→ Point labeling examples
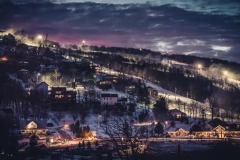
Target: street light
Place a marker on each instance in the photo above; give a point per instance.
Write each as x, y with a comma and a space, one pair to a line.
39, 37
225, 73
38, 74
199, 66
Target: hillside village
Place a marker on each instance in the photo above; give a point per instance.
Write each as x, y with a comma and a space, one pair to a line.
63, 96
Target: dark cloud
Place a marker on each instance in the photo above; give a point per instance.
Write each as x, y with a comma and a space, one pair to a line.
158, 27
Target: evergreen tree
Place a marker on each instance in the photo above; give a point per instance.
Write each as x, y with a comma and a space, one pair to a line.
159, 129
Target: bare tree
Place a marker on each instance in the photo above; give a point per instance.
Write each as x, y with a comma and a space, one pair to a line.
212, 105
129, 140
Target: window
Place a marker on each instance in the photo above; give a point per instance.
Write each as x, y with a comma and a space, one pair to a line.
58, 92
59, 96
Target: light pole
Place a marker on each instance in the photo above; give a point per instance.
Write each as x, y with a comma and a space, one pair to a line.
225, 74
199, 67
38, 74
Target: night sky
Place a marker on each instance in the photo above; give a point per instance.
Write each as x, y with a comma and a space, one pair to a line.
207, 28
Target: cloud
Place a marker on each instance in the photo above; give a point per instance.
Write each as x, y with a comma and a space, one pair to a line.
221, 48
157, 27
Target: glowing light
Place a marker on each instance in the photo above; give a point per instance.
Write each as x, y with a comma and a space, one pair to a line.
199, 66
225, 72
4, 59
39, 37
221, 48
66, 126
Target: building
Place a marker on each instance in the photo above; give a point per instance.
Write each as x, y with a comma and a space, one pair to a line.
29, 127
130, 89
109, 99
123, 100
61, 95
42, 89
176, 114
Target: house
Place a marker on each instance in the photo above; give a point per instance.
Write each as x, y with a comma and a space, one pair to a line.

→ What to do
Your task is to repeat the data above exactly while excluding the pictures.

→ Correct response
Target: street light
Place a marker on each instance in the photo above; give a point per instance.
Write each as x, y with a comma and a space, one pair to a line.
39, 37
225, 73
38, 74
199, 66
Target: hillside village
Place a marker on each instance in the photo above; give a point per instance.
Write each as x, y with a comma and a space, one pair to a line.
63, 96
Target: dark cloud
Place a marker on each instance in the photo above; give a point per instance.
Write each as x, y with a comma and a space, one pair to a line.
158, 27
Target: evergreen tree
Place a marker on each instance in the photo above; give a point per instance.
Write each as x, y with a comma and a space, one pair to a line.
159, 129
Target: bare tree
Place a marker on each instance in the photo above; give a point per instance.
Write each as x, y with a comma and a space, one pair to a line.
212, 105
129, 140
Target: window
Place a marker on each instance in the photo above; give a point per instance.
Write each as x, y with a comma and a space, one pair to a line.
58, 92
59, 96
Target: light pole
Place a marker on each instance in the photo above; give a point per instance.
Write each as x, y with a comma and a space, one pair to a line.
225, 74
199, 67
38, 74
Target: night sky
Place a marker on each instance in the photo above; give a point per instance.
Write each as x, y with a comma and a space, one pair to a line.
207, 28
Target: cloud
Place a marker on each instance in the photo above; give a point per instance.
Write each as x, y with a comma and a space, one pair to a line.
221, 48
157, 27
Target: glowing light
Place a marker on each instance in the photo above; give a point per instance.
Write each as x, y with a comma and a space, one pair to a line.
199, 66
225, 72
4, 59
39, 37
221, 48
66, 126
Target: building
Place a marker on each instance in the photo above; give a point per instance.
Write each as x, y with a comma and a space, one pair to a line.
29, 127
130, 89
109, 99
123, 100
61, 95
42, 89
176, 114
Target: house
Place a marker on each instance in the photo above; give a point per instance.
Write each as x, y with a comma and a space, one pair to a line.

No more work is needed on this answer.